* _REQUIRED WORK_:
Each line from the one containing "97 L 37 111" onward, through the end of the entries, is to be transcribed exactly; nothing else is to be included.

* _INFORMATION GIVEN_:
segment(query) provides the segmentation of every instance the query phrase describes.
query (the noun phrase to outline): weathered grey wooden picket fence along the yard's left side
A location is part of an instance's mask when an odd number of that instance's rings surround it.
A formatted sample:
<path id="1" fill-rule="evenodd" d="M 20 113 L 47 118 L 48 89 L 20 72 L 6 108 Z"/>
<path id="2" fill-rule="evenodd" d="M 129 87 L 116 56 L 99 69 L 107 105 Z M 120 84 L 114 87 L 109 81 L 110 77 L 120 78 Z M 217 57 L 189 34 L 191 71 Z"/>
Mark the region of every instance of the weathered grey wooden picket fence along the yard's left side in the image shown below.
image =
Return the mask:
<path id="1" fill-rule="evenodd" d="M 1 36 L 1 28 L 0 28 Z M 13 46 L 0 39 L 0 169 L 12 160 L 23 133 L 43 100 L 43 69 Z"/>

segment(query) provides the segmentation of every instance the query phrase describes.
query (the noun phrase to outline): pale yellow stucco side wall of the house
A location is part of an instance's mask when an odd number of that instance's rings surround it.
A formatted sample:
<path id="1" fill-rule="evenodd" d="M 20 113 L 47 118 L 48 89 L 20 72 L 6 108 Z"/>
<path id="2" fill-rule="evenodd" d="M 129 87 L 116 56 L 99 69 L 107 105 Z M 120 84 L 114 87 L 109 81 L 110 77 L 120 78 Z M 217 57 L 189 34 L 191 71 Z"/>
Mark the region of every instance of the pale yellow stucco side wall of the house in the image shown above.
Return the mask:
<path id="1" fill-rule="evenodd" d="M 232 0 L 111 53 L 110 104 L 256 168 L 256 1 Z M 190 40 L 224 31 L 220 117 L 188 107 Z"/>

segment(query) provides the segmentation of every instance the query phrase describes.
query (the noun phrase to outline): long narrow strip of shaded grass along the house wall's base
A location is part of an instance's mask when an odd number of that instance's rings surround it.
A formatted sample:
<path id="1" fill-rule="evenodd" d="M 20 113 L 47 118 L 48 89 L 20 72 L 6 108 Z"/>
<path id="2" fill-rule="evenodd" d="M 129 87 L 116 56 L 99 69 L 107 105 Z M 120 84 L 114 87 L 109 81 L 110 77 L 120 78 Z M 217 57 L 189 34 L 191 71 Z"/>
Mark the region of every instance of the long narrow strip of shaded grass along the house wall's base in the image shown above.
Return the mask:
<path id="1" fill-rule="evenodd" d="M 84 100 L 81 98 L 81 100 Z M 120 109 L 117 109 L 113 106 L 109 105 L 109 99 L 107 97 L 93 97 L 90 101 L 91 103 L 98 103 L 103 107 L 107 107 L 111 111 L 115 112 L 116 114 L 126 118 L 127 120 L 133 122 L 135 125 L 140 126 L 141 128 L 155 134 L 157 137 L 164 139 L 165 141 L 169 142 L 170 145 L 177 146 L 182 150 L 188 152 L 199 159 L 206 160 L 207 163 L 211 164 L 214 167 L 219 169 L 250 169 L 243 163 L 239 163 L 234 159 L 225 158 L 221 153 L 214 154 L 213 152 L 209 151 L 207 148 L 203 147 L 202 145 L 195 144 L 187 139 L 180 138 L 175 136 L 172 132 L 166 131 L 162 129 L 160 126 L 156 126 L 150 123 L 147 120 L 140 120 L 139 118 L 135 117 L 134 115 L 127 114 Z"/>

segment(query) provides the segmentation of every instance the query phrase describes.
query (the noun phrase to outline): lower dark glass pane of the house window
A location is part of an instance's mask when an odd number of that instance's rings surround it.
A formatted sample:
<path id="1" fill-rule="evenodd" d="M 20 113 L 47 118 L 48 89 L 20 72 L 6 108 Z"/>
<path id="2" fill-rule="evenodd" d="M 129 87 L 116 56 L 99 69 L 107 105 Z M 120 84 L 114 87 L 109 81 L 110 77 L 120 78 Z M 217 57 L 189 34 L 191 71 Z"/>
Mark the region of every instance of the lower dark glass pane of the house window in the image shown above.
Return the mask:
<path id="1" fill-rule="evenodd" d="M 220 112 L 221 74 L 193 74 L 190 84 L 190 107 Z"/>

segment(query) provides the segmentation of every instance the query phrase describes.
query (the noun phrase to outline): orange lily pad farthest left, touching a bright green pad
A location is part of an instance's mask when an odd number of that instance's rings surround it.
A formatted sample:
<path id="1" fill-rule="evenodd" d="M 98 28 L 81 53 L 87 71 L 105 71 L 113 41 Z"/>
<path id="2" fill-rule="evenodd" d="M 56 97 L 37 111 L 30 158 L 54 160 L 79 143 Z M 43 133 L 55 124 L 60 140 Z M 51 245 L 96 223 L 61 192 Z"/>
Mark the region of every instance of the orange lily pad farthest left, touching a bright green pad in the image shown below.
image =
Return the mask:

* _RESPONSE TO THE EXERCISE_:
<path id="2" fill-rule="evenodd" d="M 56 97 L 37 111 L 30 158 L 54 160 L 79 143 Z M 43 133 L 55 124 L 60 140 Z M 51 245 L 96 223 L 61 192 Z"/>
Mark the region of every instance of the orange lily pad farthest left, touching a bright green pad in the image shown below.
image =
Return the mask:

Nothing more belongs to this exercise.